>>

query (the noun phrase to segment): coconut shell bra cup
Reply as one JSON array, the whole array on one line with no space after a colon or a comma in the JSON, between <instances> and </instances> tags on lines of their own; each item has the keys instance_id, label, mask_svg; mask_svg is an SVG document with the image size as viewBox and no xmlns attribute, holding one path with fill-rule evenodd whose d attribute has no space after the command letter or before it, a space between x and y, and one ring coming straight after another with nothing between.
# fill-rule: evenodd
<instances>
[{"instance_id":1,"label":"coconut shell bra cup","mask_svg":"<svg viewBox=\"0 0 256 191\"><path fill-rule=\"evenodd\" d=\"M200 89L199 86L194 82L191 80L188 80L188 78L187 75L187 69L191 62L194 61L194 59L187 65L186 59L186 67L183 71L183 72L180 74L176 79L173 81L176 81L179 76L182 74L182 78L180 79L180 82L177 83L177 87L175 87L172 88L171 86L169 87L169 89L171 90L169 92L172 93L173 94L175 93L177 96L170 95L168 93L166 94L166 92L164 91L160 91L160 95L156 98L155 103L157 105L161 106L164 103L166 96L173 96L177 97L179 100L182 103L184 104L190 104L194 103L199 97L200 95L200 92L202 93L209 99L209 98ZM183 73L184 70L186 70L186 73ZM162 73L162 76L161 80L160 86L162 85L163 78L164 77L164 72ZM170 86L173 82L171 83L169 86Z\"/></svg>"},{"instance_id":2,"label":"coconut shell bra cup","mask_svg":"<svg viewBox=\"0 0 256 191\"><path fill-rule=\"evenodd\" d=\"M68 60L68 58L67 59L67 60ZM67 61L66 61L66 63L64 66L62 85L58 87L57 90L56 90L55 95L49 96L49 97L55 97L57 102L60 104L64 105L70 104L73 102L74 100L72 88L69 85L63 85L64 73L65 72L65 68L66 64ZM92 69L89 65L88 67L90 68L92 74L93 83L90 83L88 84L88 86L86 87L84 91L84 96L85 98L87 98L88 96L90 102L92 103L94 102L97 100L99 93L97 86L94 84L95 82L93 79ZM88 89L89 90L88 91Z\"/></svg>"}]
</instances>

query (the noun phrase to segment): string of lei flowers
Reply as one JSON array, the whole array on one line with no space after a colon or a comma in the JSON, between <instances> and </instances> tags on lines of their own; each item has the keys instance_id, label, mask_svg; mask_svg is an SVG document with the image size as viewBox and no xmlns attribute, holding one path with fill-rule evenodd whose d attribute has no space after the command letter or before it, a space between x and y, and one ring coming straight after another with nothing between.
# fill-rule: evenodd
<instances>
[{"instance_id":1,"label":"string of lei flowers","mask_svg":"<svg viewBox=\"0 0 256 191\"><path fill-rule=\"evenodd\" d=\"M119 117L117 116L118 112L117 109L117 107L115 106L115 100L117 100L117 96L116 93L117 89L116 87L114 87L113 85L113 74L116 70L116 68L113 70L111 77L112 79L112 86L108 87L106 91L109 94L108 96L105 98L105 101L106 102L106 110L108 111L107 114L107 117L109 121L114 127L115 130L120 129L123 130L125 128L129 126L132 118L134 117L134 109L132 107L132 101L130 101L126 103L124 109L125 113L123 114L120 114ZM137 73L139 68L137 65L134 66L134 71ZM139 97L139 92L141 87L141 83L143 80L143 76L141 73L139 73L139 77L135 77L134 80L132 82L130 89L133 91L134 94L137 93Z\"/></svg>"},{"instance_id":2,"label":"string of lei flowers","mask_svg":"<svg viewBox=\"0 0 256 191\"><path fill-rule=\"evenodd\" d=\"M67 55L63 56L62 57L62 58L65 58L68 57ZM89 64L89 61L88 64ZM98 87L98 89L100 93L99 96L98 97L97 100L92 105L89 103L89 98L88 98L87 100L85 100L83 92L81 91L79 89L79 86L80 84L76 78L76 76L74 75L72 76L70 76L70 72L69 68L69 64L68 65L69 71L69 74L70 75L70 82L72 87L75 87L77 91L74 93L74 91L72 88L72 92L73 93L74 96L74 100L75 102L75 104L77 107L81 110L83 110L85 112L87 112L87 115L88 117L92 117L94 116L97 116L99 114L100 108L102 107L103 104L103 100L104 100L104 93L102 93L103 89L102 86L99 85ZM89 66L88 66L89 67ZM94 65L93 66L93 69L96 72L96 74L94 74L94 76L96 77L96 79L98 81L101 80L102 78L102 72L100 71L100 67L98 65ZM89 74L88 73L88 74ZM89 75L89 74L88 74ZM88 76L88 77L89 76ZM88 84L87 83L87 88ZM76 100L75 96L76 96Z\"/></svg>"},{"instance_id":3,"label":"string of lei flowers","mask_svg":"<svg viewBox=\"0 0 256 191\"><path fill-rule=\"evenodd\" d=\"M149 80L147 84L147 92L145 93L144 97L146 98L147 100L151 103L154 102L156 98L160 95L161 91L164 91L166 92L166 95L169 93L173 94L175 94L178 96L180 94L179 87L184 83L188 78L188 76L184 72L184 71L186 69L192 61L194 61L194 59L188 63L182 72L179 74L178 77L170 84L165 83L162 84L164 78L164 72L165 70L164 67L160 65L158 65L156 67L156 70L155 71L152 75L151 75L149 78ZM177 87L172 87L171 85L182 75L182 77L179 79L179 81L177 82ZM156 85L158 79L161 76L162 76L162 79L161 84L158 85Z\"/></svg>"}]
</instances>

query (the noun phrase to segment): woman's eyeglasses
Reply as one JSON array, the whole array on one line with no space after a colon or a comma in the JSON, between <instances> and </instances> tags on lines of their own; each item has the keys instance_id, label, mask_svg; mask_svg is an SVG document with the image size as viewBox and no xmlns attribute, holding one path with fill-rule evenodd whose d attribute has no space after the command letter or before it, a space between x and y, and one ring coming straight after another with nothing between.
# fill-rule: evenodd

<<

#### [Do this]
Find each line in the data above that contains the word "noun" and copy those lines out in full.

#### [Final answer]
query (the noun phrase to segment): coconut shell bra cup
query (the noun phrase to segment): string of lei flowers
query (the noun phrase to segment): woman's eyeglasses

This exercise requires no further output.